- _STATED GOAL_
Please copy the records from the line with "Where can the united" to the line with "column 733, row 602", including both of those lines, with nothing changed.
══ EXERCISE INPUT ══
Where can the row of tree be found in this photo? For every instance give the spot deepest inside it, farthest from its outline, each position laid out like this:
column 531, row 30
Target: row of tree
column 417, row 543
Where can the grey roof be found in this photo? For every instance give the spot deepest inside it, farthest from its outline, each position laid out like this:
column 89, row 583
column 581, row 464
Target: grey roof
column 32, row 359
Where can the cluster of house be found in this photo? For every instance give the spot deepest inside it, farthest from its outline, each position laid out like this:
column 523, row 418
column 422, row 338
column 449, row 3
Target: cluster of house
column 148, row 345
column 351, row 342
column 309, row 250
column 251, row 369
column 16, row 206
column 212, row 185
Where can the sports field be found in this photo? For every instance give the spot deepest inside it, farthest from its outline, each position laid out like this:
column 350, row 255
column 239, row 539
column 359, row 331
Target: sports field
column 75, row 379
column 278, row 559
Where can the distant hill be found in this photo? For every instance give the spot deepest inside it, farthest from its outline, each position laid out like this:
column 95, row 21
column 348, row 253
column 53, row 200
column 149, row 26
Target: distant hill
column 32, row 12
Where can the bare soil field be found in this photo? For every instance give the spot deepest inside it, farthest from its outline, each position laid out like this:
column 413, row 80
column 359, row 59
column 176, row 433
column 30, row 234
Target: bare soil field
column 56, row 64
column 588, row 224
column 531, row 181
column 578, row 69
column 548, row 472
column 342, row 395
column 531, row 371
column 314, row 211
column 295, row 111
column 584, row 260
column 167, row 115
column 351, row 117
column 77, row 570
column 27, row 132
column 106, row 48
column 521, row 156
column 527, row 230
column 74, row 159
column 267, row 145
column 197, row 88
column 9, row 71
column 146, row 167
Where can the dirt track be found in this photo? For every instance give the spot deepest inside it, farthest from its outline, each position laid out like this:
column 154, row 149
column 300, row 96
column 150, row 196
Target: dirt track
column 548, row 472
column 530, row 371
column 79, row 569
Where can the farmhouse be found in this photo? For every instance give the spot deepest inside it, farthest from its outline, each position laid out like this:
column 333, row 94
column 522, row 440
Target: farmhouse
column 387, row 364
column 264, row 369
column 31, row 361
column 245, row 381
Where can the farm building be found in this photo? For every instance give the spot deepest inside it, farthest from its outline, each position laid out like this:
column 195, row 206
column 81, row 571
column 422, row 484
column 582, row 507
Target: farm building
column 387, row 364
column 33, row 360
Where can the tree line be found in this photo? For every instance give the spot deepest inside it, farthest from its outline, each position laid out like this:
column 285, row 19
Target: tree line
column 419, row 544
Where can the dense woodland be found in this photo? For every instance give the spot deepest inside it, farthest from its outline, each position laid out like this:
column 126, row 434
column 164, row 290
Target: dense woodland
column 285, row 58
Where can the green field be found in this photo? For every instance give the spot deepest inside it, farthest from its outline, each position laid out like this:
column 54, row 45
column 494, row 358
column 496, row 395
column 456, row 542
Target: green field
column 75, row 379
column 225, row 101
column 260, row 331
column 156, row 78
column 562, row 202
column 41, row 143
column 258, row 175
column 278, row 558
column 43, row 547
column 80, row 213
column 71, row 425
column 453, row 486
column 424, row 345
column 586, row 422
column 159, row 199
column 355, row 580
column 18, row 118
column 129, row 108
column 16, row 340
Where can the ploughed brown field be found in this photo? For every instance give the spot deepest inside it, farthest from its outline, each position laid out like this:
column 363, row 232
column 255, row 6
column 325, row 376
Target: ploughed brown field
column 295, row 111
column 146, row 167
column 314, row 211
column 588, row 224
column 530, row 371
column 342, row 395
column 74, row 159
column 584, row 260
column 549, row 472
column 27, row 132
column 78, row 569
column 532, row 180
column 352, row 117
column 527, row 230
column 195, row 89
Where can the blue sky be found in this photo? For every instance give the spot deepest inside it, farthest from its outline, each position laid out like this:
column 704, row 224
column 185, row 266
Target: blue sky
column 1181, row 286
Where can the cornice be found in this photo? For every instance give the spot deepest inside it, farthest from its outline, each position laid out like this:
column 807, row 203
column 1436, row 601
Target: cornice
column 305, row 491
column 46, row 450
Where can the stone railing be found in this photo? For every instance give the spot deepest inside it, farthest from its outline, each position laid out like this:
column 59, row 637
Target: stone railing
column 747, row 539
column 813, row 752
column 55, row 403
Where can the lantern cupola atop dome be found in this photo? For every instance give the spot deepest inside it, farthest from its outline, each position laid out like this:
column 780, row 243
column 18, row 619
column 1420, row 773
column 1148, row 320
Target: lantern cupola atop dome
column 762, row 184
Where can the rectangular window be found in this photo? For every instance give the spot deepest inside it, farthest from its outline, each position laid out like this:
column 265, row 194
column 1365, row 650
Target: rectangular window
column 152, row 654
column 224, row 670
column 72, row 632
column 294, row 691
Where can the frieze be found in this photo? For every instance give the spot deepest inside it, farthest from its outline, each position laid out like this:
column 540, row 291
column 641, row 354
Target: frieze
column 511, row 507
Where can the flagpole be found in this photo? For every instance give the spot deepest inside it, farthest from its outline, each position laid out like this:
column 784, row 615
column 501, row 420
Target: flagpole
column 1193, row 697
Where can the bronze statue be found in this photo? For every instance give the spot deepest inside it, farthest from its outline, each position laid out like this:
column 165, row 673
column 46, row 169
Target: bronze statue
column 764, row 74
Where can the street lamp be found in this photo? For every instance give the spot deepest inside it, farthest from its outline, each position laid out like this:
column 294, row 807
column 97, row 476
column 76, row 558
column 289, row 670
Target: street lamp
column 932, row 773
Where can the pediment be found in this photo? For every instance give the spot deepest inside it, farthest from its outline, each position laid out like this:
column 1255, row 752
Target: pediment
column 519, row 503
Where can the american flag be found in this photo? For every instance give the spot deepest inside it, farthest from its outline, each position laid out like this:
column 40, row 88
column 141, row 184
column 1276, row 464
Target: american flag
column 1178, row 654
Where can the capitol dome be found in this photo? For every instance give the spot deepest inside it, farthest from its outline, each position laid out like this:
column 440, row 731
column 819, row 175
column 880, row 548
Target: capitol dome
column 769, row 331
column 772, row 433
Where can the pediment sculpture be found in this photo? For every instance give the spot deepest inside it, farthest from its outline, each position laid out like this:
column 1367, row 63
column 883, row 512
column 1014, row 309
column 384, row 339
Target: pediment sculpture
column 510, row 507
═══
══ EXERCISE INPUT ══
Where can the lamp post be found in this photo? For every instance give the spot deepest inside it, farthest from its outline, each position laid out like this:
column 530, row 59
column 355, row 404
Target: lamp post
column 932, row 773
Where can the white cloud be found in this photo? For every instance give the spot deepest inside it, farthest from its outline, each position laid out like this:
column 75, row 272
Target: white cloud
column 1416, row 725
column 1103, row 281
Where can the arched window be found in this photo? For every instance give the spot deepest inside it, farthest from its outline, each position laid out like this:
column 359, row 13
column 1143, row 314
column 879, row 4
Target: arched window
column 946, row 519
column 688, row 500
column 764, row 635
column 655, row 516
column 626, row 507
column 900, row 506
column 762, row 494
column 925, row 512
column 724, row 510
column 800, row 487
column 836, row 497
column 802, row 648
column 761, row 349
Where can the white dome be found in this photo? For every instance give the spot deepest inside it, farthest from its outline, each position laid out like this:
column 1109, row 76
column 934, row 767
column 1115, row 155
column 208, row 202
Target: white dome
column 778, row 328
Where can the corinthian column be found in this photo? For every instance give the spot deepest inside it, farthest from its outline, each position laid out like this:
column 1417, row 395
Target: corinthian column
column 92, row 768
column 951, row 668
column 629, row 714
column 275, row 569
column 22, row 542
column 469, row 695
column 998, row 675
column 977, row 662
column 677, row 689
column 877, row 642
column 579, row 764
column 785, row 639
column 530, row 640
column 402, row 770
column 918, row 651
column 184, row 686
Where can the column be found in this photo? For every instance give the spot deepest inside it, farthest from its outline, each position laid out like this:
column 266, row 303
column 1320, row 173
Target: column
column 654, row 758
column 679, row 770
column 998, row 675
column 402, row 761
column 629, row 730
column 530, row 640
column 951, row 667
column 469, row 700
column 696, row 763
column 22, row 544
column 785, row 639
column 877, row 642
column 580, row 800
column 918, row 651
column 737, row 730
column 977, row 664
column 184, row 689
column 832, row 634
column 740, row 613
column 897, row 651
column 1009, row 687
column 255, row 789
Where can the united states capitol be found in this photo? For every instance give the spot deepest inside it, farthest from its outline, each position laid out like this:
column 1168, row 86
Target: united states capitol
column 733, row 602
═══
══ EXERCISE INPUT ══
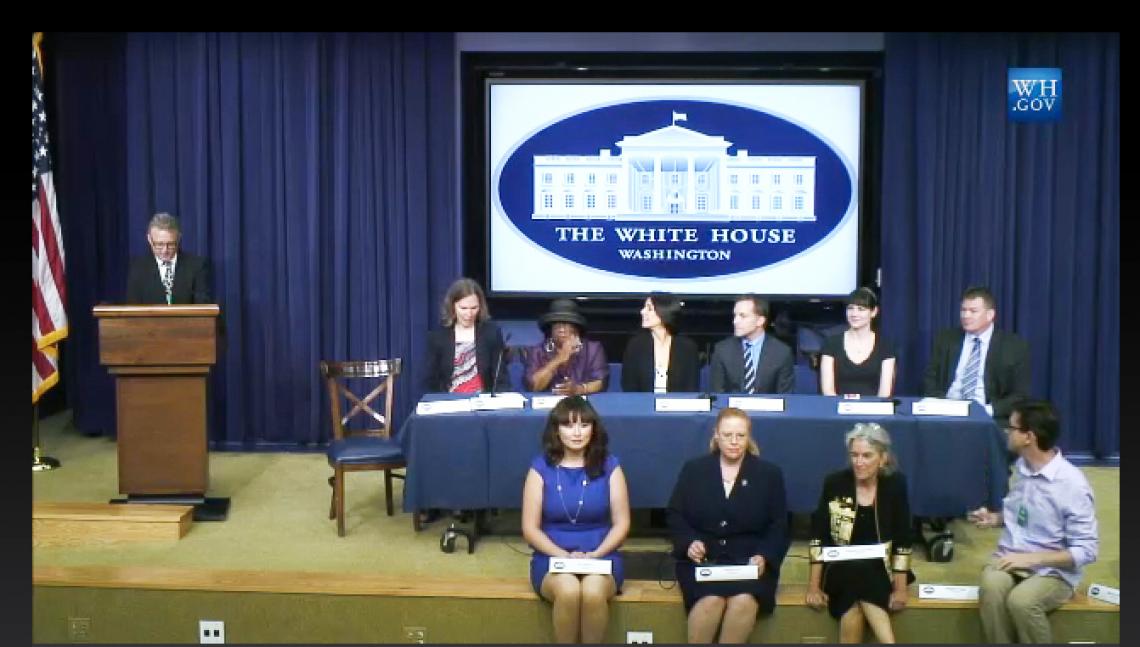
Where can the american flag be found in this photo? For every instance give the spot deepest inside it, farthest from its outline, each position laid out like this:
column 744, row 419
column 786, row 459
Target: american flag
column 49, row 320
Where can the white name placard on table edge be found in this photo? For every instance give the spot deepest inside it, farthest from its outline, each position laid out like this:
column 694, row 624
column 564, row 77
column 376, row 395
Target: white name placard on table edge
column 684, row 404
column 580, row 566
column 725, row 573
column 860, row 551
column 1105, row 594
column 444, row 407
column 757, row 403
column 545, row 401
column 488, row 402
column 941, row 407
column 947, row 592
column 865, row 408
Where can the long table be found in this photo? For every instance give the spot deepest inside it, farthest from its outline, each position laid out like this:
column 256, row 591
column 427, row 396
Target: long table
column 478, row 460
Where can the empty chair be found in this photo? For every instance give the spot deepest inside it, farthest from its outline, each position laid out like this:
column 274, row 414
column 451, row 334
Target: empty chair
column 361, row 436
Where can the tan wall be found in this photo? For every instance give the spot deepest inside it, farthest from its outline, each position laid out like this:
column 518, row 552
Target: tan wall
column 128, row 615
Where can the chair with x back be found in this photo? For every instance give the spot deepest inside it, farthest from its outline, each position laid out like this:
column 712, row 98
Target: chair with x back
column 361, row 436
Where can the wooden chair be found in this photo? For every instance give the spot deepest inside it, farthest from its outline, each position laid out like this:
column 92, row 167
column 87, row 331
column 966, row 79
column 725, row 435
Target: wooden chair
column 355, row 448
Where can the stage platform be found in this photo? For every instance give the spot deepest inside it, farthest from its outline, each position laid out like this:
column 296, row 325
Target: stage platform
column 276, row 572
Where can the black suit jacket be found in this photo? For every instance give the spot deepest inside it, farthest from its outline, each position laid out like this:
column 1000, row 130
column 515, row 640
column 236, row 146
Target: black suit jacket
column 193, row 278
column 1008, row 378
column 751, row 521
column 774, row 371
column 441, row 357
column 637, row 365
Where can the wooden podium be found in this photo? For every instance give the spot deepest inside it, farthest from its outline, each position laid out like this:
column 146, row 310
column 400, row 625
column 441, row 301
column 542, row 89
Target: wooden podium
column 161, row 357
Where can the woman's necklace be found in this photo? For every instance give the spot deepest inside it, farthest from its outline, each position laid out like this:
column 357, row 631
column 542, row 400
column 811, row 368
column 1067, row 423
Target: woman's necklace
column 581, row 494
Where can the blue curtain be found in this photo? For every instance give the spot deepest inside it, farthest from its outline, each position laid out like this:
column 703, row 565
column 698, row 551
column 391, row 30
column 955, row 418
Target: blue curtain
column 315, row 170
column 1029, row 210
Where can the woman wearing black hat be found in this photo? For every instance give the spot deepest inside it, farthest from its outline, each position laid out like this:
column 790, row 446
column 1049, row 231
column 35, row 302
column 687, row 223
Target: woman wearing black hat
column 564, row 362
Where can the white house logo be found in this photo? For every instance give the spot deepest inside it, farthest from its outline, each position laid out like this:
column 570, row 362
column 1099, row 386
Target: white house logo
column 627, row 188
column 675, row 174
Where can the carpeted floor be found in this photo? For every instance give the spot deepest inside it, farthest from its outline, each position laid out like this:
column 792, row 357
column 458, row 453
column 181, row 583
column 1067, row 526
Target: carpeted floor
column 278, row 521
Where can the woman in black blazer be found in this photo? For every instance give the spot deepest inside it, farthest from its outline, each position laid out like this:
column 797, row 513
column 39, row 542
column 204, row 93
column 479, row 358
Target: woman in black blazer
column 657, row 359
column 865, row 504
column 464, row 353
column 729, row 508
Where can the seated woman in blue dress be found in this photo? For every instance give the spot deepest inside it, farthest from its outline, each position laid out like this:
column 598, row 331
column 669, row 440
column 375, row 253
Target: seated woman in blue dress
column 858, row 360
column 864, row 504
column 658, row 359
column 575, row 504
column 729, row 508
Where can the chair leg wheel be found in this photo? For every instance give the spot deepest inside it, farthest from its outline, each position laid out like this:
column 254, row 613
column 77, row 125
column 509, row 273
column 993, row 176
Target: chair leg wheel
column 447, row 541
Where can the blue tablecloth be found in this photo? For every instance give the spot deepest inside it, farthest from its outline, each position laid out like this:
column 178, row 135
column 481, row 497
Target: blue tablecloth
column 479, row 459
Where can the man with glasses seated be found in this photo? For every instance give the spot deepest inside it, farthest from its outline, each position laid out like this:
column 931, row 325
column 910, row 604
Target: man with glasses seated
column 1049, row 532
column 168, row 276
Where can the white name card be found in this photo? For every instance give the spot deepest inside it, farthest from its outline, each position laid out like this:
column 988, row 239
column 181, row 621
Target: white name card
═══
- _SOLVED PROBLEM_
Where can the united states capitol be found in this photo? For every instance give the spot deepest inside it, farthest from its outline, each position laid out like this:
column 1168, row 86
Target: united states capitol
column 733, row 602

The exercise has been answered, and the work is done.